- EXTRAIT DE PAGE -
########

En rassemblant la fine fleur des bronzes découverts à Volubilis, le MuCEM dévoile le passé glorieux de cette « petite Rome » au cœur de l’Afrique.
MARSEILLE - Les mèches en désordre s’échappant du diadème, les sourcils froncés, la bouche esquissant une moue dédaigneuse, c’est un jeune prince altier qui accueille le visiteur de l’exposition du MuCEM consacrée aux bronzes de Volubilis (Maroc). L’œuvre est d’une qualité d’exécution extrême, comme toutes les autres pièces prêtées par le Musée archéologique de Rabat (Maroc). Preuve que du côté de cette rive de la Méditerranée, l’idéal gréco-romain faisait des émules, et non des moindres !
En installant à la tête d’un immense territoire allant de l’Atlantique au fleuve Ampsaga le fils de Juba Ier, l’un des derniers rois de Numidie, Octave, savait que la romanisation de cette partie du monde allait se parfaire dans les meilleures conditions. À la mort de son père, ce jeune prince numide – passé à la postérité sous le nom de Juba II – n’allait-il pas passer toute son enfance à Rome, y recevant une éducation des plus complètes ? Aux dires des auteurs anciens, il fut même l’un des plus grands savants de son temps, et son œuvre encyclopédique, rédigée en grec, devait constituer l’une des principales sources d’inspiration de Pline pour son Histoire naturelle. En épousant en 19 av. J.-C. Cléopâtre Séléné, la propre fille de Marc Antoine et de Cléopâtre VII, et en installant sa capitale à Caesarea (l’actuelle Cherchell en Algérie), Juba II allait sceller, en terre africaine, l’union intime des cultures indigène, punique, grecque et romaine.
Des œuvres importées de Grèce et d’Italie
De ce métissage fécond, l’exposition de Marseille n’a retenu que la pourpre impériale et le génie des sculpteurs grecs. Reflétant à merveille la diffusion des modèles classiques et la circulation des œuvres d’art au cœur de ce florissant royaume de Maurétanie, les bronzes admirables exposés n’étaient, bien évidemment, l’apanage que d’une toute petite partie de la population : l’élite princière, mais aussi les magistrats et les officiers chargés d’administrer cette province reculée de l’Empire. En l’absence de vestiges significatifs d’ateliers de bronziers (même si la découverte récente de moulages de plâtre ouvre de nouvelles perspectives de recherche), on est en droit de supposer que la majorité de ces pièces étaient, en fait, des achats effectués en Grèce ou en Italie par les notables locaux, voire qu’elles avaient été importées par des rabatteurs professionnels. Rappelons-nous ainsi les écrits de Pline ou de Cicéron stigmatisant la hausse exorbitante des prix des œuvres d’art et le trafic incessant dont elles faisaient l’objet aux quatre coins de l’Empire ! Mais à travers ce brassage de populations et d’objets à grande échelle, c’est aussi une forme d’uniformisation du goût et des mœurs qui colore peu à peu l’ensemble des territoires contrôlés par Rome.

########

[Enregistrements de boîtes englobantes]
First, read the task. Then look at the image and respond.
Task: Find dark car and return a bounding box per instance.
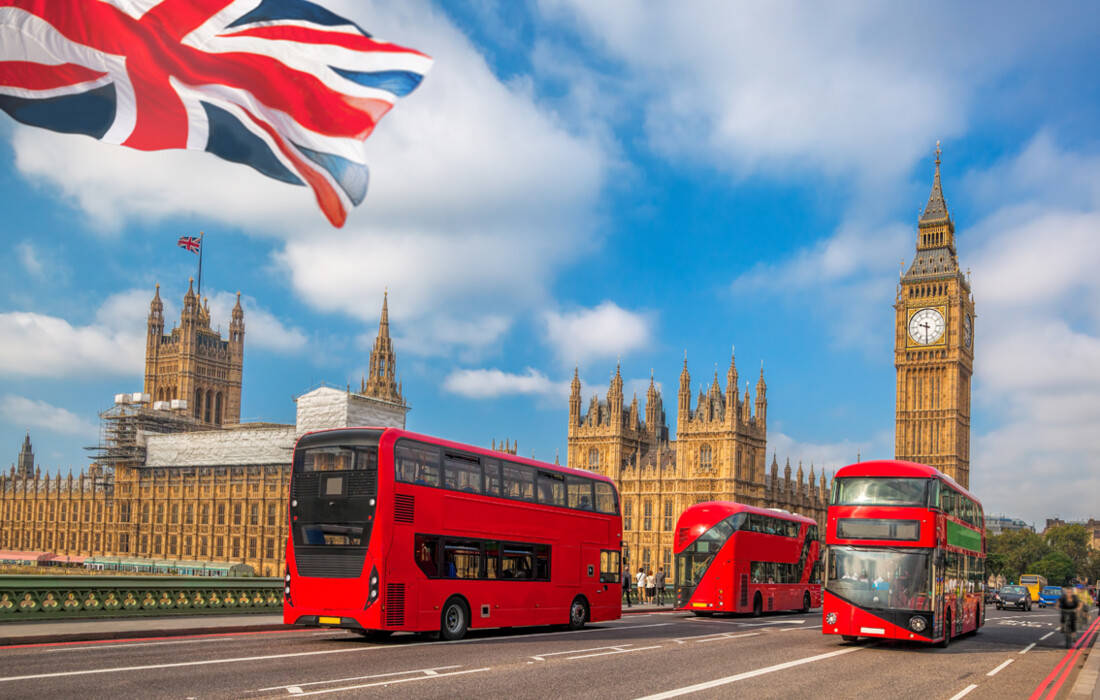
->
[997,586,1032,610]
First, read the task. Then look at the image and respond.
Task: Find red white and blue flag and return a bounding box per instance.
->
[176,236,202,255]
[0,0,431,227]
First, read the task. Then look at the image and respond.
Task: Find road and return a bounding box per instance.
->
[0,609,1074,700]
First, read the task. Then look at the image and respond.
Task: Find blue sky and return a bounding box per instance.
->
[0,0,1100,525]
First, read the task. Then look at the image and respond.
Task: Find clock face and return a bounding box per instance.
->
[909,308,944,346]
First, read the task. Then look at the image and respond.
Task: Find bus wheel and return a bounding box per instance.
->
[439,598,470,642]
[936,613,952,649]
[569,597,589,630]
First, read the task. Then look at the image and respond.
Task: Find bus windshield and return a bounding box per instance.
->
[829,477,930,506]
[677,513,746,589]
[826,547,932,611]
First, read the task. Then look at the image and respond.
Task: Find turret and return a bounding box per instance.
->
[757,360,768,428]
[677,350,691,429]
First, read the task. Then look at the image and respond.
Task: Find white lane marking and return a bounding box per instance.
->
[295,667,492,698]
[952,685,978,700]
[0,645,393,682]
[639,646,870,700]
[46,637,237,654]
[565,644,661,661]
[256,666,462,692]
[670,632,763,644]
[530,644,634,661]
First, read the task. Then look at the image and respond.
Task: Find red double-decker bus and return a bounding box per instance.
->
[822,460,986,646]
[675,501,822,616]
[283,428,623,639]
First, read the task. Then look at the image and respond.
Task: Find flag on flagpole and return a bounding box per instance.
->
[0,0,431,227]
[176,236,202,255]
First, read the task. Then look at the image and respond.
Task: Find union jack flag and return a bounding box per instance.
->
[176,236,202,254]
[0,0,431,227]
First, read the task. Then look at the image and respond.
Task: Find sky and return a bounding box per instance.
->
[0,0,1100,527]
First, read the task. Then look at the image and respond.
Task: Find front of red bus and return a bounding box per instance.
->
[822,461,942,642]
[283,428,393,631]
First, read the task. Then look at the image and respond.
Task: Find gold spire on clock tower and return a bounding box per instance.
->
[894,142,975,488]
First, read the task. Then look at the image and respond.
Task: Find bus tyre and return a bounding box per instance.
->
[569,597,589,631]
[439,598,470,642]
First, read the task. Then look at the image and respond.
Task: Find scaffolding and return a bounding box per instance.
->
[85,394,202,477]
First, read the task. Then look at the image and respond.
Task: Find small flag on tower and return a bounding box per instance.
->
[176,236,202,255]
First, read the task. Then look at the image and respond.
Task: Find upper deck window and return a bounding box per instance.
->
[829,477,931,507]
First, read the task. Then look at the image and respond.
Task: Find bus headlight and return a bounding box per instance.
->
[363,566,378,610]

########

- EXERCICES À FAIRE -
**a)** D'après l'extrait de page, en quelle langue Juba II a-t-il rédigé son œuvre encyclopédique ?
**b)** Décalez de -85 toutes les coordonnées des réponses du listing, en commençant au début du listing et en terminant à la ligne qui contient « [677,350,691,429] ». Redonnez ces lignes seules, requêtes comprises, sans reproduire les images, s'il vous plaît.

- CORRIGÉS DÉTAILLÉS -
**a)** En grec.

**b)**
First, read the task. Then look at the image and respond.
Task: Find dark car and return a bounding box per instance.
->
[912,501,947,525]
First, read the task. Then look at the image and respond.
Task: Find red white and blue flag and return a bounding box per instance.
->
[91,151,117,170]
[-85,-85,346,142]
First, read the task. Then look at the image and respond.
Task: Find road and return a bounding box per instance.
->
[-85,524,989,615]
First, read the task. Then look at the image and respond.
Task: Find blue sky and return a bounding box per instance.
->
[-85,-85,1015,440]
First, read the task. Then look at the image and respond.
Task: Find clock face and return a bounding box per instance.
->
[824,223,859,261]
First, read the task. Then look at the image and respond.
Task: Find bus wheel and return a bounding box per instance.
->
[354,513,385,557]
[851,528,867,564]
[484,512,504,545]
First, read the task. Then look at the image and respond.
Task: Find bus windshield and return a bounding box per instance.
->
[744,392,845,421]
[592,428,661,504]
[741,462,847,526]
First, read the task. Then look at the image and respond.
Task: Find turret and return a bounding box per instance.
->
[672,275,683,343]
[592,265,606,344]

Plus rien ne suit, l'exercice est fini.